TASK OBJECTIVE: Scan the lines below; pull out those with "tree".

ENTRIES SHOWN:
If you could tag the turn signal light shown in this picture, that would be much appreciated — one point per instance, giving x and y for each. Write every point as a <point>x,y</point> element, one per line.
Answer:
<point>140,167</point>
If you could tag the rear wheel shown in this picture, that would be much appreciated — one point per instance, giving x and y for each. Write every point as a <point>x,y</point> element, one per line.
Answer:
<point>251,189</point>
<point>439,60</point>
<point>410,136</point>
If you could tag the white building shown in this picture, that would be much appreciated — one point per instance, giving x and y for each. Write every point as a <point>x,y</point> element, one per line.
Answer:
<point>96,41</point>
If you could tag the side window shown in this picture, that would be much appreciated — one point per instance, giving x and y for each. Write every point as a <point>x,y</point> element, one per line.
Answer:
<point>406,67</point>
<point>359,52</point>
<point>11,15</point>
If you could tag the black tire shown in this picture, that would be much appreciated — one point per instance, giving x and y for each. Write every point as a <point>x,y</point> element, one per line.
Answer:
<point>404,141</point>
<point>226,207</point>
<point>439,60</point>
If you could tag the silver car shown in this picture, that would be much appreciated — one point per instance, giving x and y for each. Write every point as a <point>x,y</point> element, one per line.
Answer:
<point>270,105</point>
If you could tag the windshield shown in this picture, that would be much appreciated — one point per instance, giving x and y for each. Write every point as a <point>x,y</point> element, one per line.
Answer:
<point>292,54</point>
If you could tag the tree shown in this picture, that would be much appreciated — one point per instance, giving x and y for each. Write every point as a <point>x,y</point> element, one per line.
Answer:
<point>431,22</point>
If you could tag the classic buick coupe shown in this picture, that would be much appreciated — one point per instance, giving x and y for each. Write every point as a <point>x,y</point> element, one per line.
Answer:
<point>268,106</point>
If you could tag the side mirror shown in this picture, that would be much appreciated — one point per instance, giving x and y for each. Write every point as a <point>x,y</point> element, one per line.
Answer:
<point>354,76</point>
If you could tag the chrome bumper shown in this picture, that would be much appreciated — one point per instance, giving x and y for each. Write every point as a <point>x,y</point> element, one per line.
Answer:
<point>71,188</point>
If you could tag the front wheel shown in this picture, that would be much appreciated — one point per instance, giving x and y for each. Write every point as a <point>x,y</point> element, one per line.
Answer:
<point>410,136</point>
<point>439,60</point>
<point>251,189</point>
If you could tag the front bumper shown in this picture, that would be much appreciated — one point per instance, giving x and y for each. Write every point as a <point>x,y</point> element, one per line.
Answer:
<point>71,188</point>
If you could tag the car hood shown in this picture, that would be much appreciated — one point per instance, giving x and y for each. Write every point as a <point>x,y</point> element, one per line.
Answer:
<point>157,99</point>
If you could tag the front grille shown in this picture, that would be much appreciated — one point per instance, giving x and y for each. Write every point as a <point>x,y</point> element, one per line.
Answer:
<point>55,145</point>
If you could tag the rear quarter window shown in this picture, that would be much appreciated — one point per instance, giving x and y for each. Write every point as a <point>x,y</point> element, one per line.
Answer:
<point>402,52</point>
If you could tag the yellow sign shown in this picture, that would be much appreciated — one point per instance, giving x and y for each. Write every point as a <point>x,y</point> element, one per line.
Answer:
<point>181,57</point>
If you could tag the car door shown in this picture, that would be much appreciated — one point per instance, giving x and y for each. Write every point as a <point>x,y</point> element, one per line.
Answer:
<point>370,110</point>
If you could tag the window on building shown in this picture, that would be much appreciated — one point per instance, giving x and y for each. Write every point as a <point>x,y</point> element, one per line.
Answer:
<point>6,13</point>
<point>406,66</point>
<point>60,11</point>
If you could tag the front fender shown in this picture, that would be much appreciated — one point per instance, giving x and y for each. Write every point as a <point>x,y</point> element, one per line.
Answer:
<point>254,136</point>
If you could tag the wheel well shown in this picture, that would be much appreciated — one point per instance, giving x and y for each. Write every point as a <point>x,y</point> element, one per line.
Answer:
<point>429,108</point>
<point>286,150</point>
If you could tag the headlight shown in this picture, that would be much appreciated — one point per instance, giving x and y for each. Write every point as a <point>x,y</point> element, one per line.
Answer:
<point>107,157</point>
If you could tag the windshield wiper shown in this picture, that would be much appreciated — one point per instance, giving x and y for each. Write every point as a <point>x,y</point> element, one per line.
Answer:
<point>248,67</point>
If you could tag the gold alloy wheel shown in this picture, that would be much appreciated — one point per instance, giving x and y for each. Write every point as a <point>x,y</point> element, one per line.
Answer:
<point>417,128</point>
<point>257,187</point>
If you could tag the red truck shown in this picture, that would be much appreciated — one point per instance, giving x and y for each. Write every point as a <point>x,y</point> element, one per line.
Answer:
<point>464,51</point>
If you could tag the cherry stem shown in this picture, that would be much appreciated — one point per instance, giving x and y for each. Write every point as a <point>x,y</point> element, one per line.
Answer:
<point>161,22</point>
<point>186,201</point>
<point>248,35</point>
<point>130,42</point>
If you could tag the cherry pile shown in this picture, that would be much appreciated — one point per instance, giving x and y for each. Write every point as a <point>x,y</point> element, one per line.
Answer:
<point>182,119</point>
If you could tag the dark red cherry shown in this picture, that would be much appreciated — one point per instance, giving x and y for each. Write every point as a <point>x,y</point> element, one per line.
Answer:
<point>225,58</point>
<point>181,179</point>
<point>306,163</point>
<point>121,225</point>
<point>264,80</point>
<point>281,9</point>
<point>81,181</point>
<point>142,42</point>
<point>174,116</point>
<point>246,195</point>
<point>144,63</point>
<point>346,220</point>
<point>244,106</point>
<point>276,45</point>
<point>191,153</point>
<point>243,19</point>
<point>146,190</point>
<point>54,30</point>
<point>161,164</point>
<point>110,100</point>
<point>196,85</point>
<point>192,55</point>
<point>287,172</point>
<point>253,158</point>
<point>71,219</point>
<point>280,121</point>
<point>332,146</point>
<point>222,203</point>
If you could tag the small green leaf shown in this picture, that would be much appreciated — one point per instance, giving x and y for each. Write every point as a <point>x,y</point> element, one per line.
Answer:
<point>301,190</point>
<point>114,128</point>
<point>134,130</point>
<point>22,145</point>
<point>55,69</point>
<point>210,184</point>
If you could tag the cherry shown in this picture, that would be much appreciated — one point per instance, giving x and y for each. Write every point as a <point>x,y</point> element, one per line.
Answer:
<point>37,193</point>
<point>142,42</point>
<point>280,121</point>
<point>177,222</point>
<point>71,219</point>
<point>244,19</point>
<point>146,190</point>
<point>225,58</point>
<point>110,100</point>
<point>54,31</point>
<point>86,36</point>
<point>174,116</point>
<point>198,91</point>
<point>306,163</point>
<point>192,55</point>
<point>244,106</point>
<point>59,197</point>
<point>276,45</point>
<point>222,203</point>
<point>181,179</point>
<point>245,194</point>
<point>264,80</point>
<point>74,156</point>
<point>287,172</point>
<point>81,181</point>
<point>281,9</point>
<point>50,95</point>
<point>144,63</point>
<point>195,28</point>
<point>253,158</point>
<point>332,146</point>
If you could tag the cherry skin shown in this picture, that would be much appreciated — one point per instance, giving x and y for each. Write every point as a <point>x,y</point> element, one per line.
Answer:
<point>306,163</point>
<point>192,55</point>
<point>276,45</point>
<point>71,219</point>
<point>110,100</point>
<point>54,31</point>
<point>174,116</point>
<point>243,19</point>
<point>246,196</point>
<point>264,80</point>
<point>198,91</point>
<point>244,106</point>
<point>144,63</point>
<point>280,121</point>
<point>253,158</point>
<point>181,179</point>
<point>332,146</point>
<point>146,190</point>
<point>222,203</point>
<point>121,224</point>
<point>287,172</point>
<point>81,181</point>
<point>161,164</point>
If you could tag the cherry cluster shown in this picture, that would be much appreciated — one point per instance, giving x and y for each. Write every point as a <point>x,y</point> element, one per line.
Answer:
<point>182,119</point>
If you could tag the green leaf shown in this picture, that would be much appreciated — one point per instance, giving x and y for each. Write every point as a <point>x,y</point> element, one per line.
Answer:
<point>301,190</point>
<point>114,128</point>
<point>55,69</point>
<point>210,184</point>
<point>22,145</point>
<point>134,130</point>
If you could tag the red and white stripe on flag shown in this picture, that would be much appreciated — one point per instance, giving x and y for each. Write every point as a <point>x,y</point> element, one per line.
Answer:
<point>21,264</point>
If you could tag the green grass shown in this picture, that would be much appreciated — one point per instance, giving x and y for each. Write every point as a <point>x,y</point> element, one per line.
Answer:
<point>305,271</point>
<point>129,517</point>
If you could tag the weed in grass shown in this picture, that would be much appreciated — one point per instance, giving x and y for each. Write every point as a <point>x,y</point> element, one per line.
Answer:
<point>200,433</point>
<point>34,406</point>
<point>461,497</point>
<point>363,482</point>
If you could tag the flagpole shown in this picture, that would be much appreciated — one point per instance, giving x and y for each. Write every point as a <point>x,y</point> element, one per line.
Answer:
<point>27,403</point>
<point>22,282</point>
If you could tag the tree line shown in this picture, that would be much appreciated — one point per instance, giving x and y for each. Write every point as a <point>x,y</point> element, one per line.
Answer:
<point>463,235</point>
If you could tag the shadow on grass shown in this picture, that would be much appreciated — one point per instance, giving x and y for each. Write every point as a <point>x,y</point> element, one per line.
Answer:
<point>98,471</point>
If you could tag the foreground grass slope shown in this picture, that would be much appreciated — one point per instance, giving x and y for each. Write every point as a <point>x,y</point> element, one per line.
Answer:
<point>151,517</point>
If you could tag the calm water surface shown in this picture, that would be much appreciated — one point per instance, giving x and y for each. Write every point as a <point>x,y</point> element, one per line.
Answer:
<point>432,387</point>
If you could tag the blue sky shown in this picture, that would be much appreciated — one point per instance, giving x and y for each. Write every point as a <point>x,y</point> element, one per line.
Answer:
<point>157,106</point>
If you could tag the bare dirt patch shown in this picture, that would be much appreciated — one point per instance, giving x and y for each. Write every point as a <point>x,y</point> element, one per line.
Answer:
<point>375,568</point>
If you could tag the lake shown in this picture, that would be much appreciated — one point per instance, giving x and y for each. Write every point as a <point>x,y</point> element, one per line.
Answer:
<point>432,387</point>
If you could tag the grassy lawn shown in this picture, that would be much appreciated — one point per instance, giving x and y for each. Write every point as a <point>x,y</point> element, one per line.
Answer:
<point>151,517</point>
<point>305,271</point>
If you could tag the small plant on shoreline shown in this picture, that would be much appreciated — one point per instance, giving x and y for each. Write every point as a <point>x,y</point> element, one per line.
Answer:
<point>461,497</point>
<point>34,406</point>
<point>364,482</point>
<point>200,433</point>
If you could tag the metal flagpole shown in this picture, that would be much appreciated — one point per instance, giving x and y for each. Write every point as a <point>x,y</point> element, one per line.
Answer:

REPLY:
If you could tag the tree shown in this picture, that would be much appreciated — one point per instance, giving x and y for each. Write every point as a <point>x,y</point> element, one per line.
If you could tag the tree line shown in this picture, that would be much appreciated — one point per instance, giving x and y for each. Write every point as a <point>x,y</point> element, one per line.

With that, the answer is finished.